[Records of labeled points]
Begin

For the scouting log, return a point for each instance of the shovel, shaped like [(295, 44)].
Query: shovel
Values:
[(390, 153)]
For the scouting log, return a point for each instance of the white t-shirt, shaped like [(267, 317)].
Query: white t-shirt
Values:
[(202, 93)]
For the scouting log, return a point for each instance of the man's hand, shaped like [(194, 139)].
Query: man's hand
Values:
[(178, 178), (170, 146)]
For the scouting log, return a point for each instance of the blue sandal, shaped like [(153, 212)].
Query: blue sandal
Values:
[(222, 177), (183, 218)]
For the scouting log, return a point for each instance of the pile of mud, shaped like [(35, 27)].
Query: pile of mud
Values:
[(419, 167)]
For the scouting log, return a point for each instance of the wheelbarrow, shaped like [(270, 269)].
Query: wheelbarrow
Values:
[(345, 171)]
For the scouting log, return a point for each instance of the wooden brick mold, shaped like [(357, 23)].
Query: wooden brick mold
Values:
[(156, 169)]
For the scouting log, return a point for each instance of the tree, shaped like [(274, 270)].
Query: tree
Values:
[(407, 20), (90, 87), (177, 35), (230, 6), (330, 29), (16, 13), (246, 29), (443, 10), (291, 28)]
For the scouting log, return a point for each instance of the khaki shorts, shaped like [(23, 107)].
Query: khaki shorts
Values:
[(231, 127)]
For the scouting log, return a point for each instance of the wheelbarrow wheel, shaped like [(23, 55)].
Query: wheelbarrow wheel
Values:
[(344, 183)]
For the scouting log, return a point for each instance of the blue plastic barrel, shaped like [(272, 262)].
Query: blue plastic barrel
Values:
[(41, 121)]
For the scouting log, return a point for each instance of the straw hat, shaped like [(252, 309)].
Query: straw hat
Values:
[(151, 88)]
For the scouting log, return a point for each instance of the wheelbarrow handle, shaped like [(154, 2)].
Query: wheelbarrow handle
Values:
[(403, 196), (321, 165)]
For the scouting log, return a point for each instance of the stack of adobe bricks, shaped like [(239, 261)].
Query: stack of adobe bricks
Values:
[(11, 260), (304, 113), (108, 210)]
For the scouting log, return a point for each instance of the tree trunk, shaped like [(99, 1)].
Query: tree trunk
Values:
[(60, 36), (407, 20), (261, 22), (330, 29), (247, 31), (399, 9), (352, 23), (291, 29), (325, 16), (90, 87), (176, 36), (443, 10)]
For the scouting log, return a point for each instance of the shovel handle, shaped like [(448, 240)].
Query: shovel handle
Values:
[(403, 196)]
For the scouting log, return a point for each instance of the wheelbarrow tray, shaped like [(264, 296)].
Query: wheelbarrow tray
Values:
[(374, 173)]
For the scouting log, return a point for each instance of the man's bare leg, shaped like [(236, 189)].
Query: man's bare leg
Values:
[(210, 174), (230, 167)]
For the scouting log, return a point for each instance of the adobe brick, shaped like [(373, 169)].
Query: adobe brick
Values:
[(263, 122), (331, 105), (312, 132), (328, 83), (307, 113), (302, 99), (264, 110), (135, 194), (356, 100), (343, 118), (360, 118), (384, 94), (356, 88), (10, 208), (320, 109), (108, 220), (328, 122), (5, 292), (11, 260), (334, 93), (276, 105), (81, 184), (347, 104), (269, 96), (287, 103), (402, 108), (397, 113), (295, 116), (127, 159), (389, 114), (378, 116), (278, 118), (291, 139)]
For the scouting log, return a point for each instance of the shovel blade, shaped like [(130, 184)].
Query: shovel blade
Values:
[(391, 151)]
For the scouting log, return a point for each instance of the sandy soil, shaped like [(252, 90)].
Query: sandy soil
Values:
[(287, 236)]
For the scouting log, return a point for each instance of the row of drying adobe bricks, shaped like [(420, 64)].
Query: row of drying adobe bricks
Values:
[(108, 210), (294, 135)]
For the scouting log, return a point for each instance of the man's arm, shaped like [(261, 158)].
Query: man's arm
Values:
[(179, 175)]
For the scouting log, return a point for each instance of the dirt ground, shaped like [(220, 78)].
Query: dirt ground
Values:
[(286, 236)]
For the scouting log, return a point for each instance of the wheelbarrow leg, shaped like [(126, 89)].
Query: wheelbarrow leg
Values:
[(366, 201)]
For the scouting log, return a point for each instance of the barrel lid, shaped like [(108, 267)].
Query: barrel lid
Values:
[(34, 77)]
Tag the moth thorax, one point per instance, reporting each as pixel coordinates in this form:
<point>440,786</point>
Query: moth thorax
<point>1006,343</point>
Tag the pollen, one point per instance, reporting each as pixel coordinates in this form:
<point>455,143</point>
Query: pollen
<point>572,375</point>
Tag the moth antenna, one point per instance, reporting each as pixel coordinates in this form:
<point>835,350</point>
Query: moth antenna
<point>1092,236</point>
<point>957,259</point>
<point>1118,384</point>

End

JOB:
Reproduce every one of the records above word for word and in the same order.

WORKED SOLUTION:
For the scouting log, return a point for each instance of the shovel, shaped like [(295, 44)].
Query: shovel
Values:
[(390, 153)]
For the scouting log, return a point for each instance of the white t-shirt, shaped like [(267, 317)].
Query: white t-shirt
Values:
[(202, 93)]
For the scouting log, return a point for each instance of the man's hand, shaped like [(194, 139)].
Query: man's hand
Values:
[(178, 178), (170, 146)]
For the scouting log, return a point for each instance of the blue sandal, shaped like [(153, 212)].
Query: blue sandal
Values:
[(222, 177), (183, 218)]
For the scouting log, return a point for each instance of the pile of mud, shaped like [(35, 27)].
Query: pile of mud
Values:
[(419, 167)]
For the scouting log, return a point for each instance of the wheelbarrow, shaped like [(270, 269)].
Query: wheelbarrow
Values:
[(345, 171)]
For the scouting log, return a point for each instance of the wooden brick mold, shaped like [(357, 23)].
Query: wooden brick mold
Values:
[(156, 169)]
For the scouting log, return a point for each instance of the tree, shaped like [(274, 270)].
Query: tree
Values:
[(407, 20), (90, 87), (177, 35), (230, 6), (330, 29), (16, 13), (246, 29), (443, 10), (291, 28)]
For the scouting log, return a point for each instance of the khaki shorts, shaped like [(23, 107)].
Query: khaki shorts
Values:
[(231, 127)]
For the scouting log, return a point for each instance of the wheelbarrow wheel, shaped like [(23, 55)].
Query: wheelbarrow wheel
Values:
[(344, 183)]
For the scouting log, return a point for each instance of the blue plastic barrel, shaped like [(272, 262)].
Query: blue plastic barrel
Values:
[(41, 121)]
For the scouting log, return a point for each instance of the straw hat, shaped like [(252, 309)].
Query: straw hat
Values:
[(151, 88)]
For the scouting log, return a point for each instance of the wheelbarrow handle, shaped like [(154, 2)].
Query: wheelbarrow handle
Values:
[(403, 196), (321, 165)]
For the scouting log, return a point for each instance of the stack of adobe bricks, shaped like [(239, 261)].
Query: stack of adobe bricks
Values:
[(11, 260), (304, 113), (108, 210)]
For the scouting log, return a point for each instance of the tree trunk, shaped like [(99, 1)].
Query: tree trunk
Values:
[(60, 36), (407, 20), (261, 22), (330, 29), (247, 31), (399, 9), (352, 23), (291, 29), (325, 16), (90, 87), (176, 36), (443, 10)]
For the scouting log, return a point for each instance of the shovel handle, shaped like [(448, 240)].
Query: shovel handle
Values:
[(403, 196)]
For the scouting log, return a point for each instance of the wheelbarrow tray, shaped like [(264, 296)].
Query: wheelbarrow tray
Values:
[(374, 173)]
For the scouting log, return a point for each instance of the man's bare leg, shaped like [(236, 189)].
Query: man's bare leg
Values:
[(210, 174), (230, 167)]
For the scouting log, return a point for each instance of the adobe brick, shaped like [(373, 169)].
Query: adobe brick
Values:
[(263, 122), (331, 105), (312, 132), (328, 83), (307, 113), (302, 99), (264, 110), (135, 194), (356, 100), (343, 118), (360, 118), (384, 94), (356, 88), (10, 208), (320, 109), (108, 220), (328, 122), (5, 292), (11, 260), (334, 93), (276, 105), (81, 184), (347, 104), (269, 96), (287, 103), (402, 108), (397, 113), (295, 116), (127, 159), (389, 114), (378, 116), (278, 118), (291, 139)]
For the scouting log, return a point for each instance of the shovel blade, shaped like [(130, 184)].
Query: shovel blade
Values:
[(391, 151)]
For the scouting log, return a point for each instance of the sandy soil, shaped like [(252, 90)].
Query: sandy soil
Values:
[(287, 236)]
For the scouting log, return a point for each instance of the row of drying adobe bricks, shaped like [(420, 64)].
Query: row of drying adobe bricks
Values:
[(108, 210), (294, 135)]
For the scouting log, return a point for each instance of the man's arm, shaped like [(261, 158)].
Query: man's arm
Values:
[(179, 175)]
For the scouting log, return a point for each instance of the dirt ground, shaped like [(220, 78)].
Query: dirt ground
Values:
[(286, 236)]
For the scouting log, return a point for each instance of the wheelbarrow leg, shaped like [(126, 89)].
Query: wheelbarrow leg
Values:
[(366, 201)]
For the scouting log, return a point for each instance of the barrel lid, shaped like [(108, 267)].
Query: barrel lid
Values:
[(34, 77)]
Tag the moth thorax, one point per instance, reporting each as pixel coordinates in this form:
<point>440,786</point>
Query: moth thorax
<point>1006,343</point>
Tag the pollen, one point per instance, reporting each as pixel coordinates in this form:
<point>455,143</point>
Query: pollen
<point>572,375</point>
Tag the moth antenna, one point per instance, reporting each as pixel coordinates in this form:
<point>835,350</point>
Query: moth antenna
<point>1092,236</point>
<point>957,259</point>
<point>1118,384</point>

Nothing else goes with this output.